_INSTRUCTION_:
Please count the lines in the data below that contain the string "silver", and reply with only that number.

_PROVIDED MATERIAL_:
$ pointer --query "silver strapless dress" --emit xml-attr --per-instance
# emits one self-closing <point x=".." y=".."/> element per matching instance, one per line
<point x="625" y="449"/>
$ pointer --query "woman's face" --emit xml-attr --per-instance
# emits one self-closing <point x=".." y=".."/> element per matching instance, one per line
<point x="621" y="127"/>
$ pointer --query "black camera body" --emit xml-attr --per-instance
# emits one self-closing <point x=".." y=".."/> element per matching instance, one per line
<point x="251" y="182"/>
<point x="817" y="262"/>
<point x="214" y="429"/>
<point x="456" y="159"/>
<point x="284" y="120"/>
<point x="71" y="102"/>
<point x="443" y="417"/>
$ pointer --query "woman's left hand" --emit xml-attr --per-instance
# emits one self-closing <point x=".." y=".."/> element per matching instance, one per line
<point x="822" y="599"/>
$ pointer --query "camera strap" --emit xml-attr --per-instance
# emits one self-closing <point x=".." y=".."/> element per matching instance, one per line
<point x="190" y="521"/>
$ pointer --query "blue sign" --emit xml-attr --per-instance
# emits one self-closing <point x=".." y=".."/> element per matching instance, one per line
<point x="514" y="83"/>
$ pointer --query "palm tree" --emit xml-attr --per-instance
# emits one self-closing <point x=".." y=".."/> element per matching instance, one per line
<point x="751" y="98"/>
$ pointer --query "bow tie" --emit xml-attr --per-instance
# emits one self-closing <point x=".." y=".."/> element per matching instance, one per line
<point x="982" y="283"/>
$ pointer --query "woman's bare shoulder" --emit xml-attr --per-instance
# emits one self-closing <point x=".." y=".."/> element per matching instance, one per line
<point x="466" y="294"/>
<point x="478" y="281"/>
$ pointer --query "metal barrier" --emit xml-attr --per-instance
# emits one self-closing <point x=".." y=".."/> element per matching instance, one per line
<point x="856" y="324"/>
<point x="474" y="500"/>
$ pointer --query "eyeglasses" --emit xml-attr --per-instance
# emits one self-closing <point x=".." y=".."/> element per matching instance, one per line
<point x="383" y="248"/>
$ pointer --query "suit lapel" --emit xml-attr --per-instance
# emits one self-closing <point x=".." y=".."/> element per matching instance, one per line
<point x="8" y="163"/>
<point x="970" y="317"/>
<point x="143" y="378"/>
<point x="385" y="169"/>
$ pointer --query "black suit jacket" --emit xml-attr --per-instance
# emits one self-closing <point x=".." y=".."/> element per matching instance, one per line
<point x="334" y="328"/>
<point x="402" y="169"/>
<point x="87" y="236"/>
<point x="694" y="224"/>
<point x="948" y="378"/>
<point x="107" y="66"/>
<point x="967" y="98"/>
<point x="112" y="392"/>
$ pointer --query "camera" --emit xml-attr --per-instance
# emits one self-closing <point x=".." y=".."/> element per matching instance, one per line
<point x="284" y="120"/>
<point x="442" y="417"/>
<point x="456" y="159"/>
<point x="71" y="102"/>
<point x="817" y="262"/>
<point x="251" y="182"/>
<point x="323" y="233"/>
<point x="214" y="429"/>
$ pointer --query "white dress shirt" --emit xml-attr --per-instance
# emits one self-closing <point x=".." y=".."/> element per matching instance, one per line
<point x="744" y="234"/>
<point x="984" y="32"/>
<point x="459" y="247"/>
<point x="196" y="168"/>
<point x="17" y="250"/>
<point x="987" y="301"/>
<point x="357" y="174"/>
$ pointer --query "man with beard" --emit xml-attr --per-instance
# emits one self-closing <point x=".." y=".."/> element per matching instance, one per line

--

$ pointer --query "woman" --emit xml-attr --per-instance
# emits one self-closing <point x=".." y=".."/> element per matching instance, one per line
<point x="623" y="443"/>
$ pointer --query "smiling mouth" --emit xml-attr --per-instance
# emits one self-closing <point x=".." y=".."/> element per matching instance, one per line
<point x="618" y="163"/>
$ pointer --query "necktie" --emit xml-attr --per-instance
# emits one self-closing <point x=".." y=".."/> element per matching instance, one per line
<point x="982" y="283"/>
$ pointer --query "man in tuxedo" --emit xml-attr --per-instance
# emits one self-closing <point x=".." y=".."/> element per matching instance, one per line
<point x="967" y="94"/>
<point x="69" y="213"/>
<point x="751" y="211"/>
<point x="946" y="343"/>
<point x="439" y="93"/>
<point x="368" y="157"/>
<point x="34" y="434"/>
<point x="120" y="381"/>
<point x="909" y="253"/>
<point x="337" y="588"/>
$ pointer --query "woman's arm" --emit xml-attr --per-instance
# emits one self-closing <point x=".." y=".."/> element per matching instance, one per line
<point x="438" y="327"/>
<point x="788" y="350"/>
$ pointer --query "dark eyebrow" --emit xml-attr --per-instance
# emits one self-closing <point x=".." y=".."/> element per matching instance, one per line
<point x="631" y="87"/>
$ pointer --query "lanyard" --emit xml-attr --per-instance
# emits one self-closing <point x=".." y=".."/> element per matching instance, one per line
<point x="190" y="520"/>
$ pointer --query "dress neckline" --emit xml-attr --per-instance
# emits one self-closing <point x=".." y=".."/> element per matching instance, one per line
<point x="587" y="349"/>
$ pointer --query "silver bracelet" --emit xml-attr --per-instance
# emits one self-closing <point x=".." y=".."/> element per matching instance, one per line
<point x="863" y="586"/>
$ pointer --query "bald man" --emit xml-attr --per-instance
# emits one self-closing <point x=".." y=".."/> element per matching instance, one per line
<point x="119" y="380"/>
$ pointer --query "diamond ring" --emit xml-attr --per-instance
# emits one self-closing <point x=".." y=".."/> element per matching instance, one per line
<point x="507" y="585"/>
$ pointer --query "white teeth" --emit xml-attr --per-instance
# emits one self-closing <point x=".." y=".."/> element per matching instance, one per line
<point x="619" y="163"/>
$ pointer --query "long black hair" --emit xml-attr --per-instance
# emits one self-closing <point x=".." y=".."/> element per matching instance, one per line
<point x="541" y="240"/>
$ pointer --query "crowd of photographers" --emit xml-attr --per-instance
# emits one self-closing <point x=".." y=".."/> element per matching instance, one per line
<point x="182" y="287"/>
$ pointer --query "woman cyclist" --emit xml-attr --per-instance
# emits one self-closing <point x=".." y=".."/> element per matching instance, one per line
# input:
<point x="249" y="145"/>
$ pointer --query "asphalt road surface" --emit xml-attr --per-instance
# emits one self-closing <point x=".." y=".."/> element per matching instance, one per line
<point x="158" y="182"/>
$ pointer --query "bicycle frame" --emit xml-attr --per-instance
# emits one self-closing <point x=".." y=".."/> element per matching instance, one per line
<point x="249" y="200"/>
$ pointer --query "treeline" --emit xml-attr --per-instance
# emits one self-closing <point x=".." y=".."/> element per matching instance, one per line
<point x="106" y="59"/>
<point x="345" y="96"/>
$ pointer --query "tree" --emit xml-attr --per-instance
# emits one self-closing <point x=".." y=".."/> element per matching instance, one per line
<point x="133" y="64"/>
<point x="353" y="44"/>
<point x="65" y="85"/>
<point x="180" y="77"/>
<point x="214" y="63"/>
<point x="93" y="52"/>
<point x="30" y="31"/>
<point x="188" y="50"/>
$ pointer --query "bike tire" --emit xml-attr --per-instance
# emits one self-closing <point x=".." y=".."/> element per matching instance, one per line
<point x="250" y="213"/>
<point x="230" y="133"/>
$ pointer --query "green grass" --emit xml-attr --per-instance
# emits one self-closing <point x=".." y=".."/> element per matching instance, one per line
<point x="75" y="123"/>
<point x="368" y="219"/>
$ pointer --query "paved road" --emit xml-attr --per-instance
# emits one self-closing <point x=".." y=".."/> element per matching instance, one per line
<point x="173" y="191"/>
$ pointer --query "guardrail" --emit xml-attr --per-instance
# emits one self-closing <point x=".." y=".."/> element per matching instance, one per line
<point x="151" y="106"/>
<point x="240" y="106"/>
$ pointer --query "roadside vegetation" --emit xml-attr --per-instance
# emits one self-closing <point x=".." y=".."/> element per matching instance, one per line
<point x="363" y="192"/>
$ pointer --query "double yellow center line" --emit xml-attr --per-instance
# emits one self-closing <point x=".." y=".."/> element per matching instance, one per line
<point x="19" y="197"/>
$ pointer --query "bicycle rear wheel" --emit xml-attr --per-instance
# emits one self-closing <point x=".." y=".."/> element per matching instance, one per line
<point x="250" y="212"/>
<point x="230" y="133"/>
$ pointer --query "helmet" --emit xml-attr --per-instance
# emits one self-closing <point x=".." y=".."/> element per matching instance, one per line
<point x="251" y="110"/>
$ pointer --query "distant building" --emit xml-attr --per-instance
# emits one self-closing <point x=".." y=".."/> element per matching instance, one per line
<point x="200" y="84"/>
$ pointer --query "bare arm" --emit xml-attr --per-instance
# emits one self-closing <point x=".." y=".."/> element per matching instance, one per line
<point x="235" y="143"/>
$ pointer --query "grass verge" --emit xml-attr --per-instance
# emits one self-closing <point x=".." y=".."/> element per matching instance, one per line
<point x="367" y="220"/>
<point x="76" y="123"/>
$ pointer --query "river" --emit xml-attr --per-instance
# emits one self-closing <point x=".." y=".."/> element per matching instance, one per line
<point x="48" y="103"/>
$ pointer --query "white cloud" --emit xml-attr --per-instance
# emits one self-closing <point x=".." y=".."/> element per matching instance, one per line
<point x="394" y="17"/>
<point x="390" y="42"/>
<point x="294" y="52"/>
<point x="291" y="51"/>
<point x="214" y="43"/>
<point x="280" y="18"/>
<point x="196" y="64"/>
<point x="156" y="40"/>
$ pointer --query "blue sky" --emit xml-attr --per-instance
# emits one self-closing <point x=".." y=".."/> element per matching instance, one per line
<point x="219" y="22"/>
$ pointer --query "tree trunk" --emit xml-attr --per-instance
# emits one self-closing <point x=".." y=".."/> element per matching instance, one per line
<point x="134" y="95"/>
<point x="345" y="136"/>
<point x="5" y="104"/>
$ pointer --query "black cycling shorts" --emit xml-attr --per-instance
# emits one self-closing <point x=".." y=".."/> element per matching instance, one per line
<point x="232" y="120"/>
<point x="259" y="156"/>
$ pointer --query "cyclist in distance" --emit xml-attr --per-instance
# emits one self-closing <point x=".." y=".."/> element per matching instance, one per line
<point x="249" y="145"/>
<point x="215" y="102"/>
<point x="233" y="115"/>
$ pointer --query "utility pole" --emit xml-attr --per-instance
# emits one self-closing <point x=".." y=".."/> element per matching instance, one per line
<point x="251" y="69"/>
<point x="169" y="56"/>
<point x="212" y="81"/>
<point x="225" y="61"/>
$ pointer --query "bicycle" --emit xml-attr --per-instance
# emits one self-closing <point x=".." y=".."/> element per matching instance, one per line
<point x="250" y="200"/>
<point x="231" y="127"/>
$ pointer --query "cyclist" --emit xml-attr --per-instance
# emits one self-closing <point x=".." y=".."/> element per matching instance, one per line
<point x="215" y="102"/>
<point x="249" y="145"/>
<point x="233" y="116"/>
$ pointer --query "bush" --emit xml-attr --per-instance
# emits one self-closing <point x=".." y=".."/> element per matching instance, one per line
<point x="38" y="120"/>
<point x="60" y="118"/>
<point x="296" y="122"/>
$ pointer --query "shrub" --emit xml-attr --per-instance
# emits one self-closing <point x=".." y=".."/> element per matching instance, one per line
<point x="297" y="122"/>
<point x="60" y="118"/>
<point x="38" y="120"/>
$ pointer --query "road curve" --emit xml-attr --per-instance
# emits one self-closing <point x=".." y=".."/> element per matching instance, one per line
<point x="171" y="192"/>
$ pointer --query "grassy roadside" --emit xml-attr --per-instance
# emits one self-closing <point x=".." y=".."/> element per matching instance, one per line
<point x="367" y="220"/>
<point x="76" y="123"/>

_COMPLETED TASK_:
2